-- BEGIN Raw data --

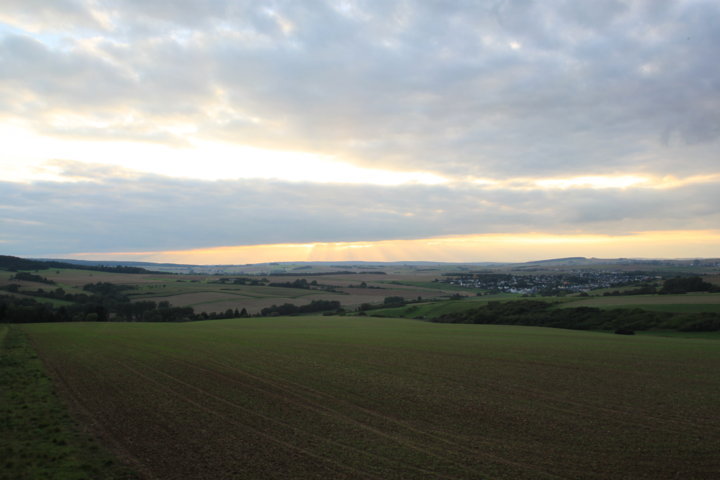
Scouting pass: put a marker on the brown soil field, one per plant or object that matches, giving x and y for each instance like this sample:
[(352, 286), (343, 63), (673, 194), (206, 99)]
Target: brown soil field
[(362, 398)]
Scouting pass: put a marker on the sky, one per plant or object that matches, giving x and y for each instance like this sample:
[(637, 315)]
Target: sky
[(232, 132)]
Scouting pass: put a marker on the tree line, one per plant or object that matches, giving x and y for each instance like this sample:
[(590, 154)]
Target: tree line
[(542, 314)]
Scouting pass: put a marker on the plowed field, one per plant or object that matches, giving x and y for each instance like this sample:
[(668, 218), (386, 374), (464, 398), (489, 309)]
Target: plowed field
[(334, 398)]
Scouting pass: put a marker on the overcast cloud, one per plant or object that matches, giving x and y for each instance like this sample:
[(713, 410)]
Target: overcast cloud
[(496, 90)]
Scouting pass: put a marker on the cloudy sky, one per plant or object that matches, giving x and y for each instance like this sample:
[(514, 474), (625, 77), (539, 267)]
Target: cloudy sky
[(247, 131)]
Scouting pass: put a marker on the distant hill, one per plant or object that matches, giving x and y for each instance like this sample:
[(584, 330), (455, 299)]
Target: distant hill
[(11, 263)]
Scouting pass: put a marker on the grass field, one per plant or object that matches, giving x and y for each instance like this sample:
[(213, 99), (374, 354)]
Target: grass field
[(38, 440), (353, 397)]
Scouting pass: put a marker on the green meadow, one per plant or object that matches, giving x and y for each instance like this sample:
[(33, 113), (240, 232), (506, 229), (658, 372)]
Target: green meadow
[(384, 398)]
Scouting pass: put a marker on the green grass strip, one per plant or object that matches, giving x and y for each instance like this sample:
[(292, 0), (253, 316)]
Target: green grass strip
[(38, 439)]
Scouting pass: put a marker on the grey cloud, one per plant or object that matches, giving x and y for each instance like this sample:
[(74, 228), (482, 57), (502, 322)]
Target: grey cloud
[(109, 210), (597, 87)]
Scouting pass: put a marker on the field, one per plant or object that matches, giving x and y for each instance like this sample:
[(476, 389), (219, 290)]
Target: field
[(205, 294), (353, 397)]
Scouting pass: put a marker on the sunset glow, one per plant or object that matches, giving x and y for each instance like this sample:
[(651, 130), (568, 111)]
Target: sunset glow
[(472, 248), (221, 132)]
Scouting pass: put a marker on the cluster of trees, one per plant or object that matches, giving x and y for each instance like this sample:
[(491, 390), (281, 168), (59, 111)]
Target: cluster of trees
[(8, 262), (30, 277), (677, 285), (243, 281), (29, 310), (686, 285), (298, 283), (542, 314), (291, 309)]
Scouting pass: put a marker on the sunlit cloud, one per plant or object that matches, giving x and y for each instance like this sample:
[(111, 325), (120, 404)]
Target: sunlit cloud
[(202, 160), (165, 126), (466, 248)]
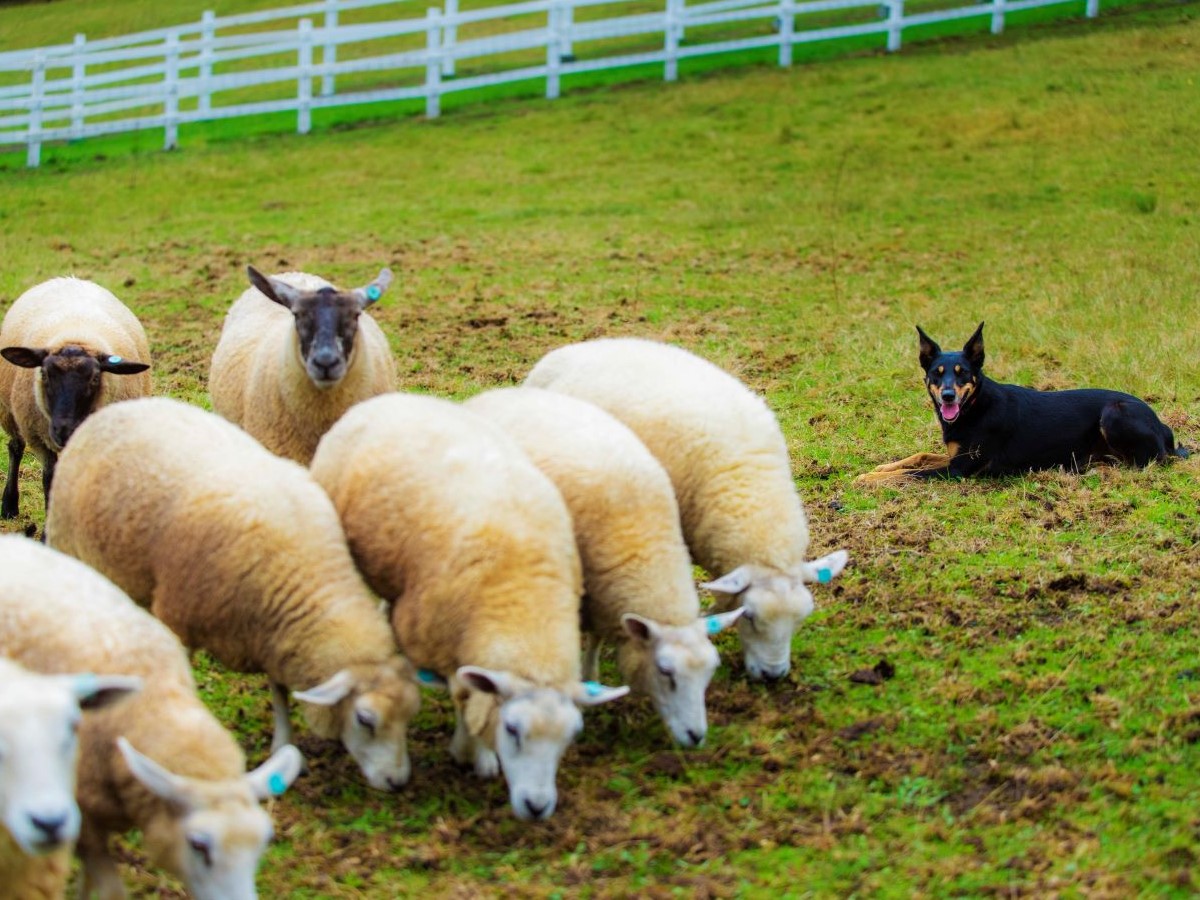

-- END Raw data --

## To be done
Arrange every line of the rows above as a JSON list of strings, one string per line. Skip blank lines and leave the pictures out.

## Response below
[
  "Scouting pass: put a marker on the brown soil field, one per plant or object that matches, giving x and y for each instance like this sample:",
  "[(352, 286), (343, 63), (673, 194), (206, 99)]",
  "Target: brown soil field",
  "[(362, 398)]",
  "Scouting pass: put a marker on the sky, one per plant or object that matches, giving x and y for each instance like this sample:",
  "[(637, 315)]",
  "Target: sky",
  "[(232, 132)]",
  "Scouting pass: put a marker on the tree line, one per plant or object that matches, giving x and y for each instance like this sample:",
  "[(590, 154)]",
  "Target: tree line",
  "[(542, 314)]",
  "Scouting pass: put a marker on the plowed field, one per plant or object that matches, giving x and y for each instance like this sample:",
  "[(668, 218), (386, 374), (464, 398), (489, 309)]",
  "Target: plowed field",
  "[(334, 398)]",
  "Scouting pass: put a marker on the overcast cloud, one per plant or object that matches, giving x and y for each instance like this sample:",
  "[(713, 410)]",
  "Target: overcast cloud",
  "[(496, 90)]",
  "Scouting pass: put a marker on the cloudy sky, one per plant or object that matches, giving x and y for each instance like this sample:",
  "[(514, 474), (625, 77), (539, 267)]",
  "Target: cloudy sky",
  "[(247, 131)]",
  "Scouting pass: put a marker on the distant hill, one per plant or object that matches, giving x and y for each instance like this sample:",
  "[(584, 330), (455, 299)]",
  "Target: distant hill",
  "[(11, 263)]",
  "Scouting pass: put a marker on the grass field, one per plant or object that matches, giving x and y for each instance like this sample:",
  "[(213, 99), (374, 354)]",
  "Target: grass field",
  "[(38, 440), (353, 397)]",
  "Scouting pass: put a marker on the green meadow, one per plant or object that matches, giving x and y for each instance like this sample:",
  "[(33, 113), (240, 232), (506, 229), (658, 372)]",
  "Target: green meadow",
  "[(384, 398)]",
  "Scouting pass: put a marker on the green grass strip, one per plant or object that matches, giving x and y for each instance like this sample:",
  "[(292, 0), (253, 316)]",
  "Target: green grass strip",
  "[(38, 439)]",
  "Scouting pass: put a marker on the grey cloud, one per plant or object that matches, giving x and y for each instance like this sample:",
  "[(74, 228), (482, 57), (502, 322)]",
  "Target: grey cloud",
  "[(109, 210), (597, 87)]",
  "Scouting pass: put a marker on the field, one per plant or object that matches, giving x and y for each instance like this sample:",
  "[(476, 389), (219, 290)]",
  "Target: field",
  "[(205, 294), (353, 397)]",
  "Scouting pass: put a marker on the sunset glow, one per plant or object that matches, giving x and y for each instance like this sample:",
  "[(651, 130), (568, 111)]",
  "Target: sunset glow",
  "[(472, 248), (221, 132)]",
  "Scouting pass: put a marker on the cluster of trees, one per plant or object that matches, giving x and y for each instance like this sample:",
  "[(491, 390), (281, 168), (59, 111)]",
  "Target: cluster of trees",
  "[(8, 262), (30, 277), (677, 285), (243, 281), (29, 310), (686, 285), (298, 283), (542, 314), (291, 309)]",
  "Scouting pass: put a marker on the sunlit cloud, one per plant or object that matches, giving x and y for each instance like this sample:",
  "[(111, 325), (120, 404)]",
  "Target: sunlit cloud",
  "[(202, 160), (165, 126), (466, 248)]"
]